## FONTE:
Com estes objetivos em mente, a expedição, que decorreu durante o Verão antártico, permitiu realizar medições que fornecerão informações sobre uma panóplia de estudos meteorológicos associados ao fenómeno dos rios atmosféricos (tais como as características da formação da precipitação e as fontes locais de humidade), definir a transição entre a queda de neve e a precipitação, revelar a estrutura termodinâmica da troposfera local e estimar a quantidade de água líquida sobrearrefecida nas nuvens.

“As nossas medições ajudam a compreender melhor a forma como os rios atmosféricos afetam o norte da Península Antárctica e como se formam, comparando-os com outros sistemas meteorológicos”, explica Irina. E acrescenta: “Os rios atmosféricos podem ter impactos contrastantes no balanço de massa da superfície da Antárctida, uma vez que podem trazer tanto um aumento da precipitação (acrescentando massa) como condições muito quentes que levam ao degelo da superfície (removendo massa)”.

A tecnologia ao serviço do bem comum

Este duplo papel dos rios atmosféricos antárticos foi discutido em ligação com as alterações globais do nível do mar na apresentação da investigadora do CIIMAR no Pavilhão dos Oceanos durante a COP27 – Conferência das Nações Unidas sobre Alterações Climáticas de 2022, numa sessão especial intitulada “Compreender os rios atmosféricos para aumentar a resiliência climática”.

“No nosso projeto, combinamos uma variedade de técnicas de medição com modelos e tecnologia de ponta para aprofundar o conhecimento sobre os processos locais, e compreender as origens, mecanismos e impactos dos rios atmosféricos. Recolhemos os nossos dados a partir de uma multiplicidade de equipamentos, que vão desde radares de precipitação, radiossondas, sensores universais de teor de água, bem como amostras de precipitação e de neve à superfície”, – afirma a investigadora.

## DADOS FORNECIDOS:

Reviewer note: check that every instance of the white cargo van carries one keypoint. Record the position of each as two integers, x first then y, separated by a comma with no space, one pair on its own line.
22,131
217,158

## OBJETIVO:
Escreva o que vem a seguir no texto sobre os rios atmosféricos na Antártida, a partir da última frase. Os dados são um material à parte, separado do texto.

## RESPOSTA À TAREFA:
Entre estes equipamentos encontra-se o mais inovador até à data: “Trabalhámos com um novo sensor de nuvens de água líquida super-refrigerada”. Além disso, os investigadores estão a aplicar “uma metodologia inovadora que relaciona as propriedades físicas das nuvens e da precipitação com a composição microbiana da precipitação”, uma metodologia desenvolvida em colaboração com outros investigadores do CIIMAR liderados pela investigadora Catarina Magalhães.

No seu conjunto, a informação recolhida com estes equipamentos e metodologias inovadoras permitirá compreender como se forma a precipitação, de onde vem, e também perceber porque é que chove mais e mais vezes em comparação com a queda de neve no norte da Península Antártica.

Preparar o Inverno

Estudar a Antártida no Inverno é um desafio sobre-humano, pelo que a instalação de equipamento de registo autónomo ou remoto é essencial. Para tal, a equipa do projeto APMAR 2 trabalhou na instalação de um novo radar de precipitação, no âmbito de uma colaboração com o investigador francês Vincent Favier (IGE/CNRS), com o objetivo de preencher a lacuna de medições de precipitação sobre a Península Antárctica.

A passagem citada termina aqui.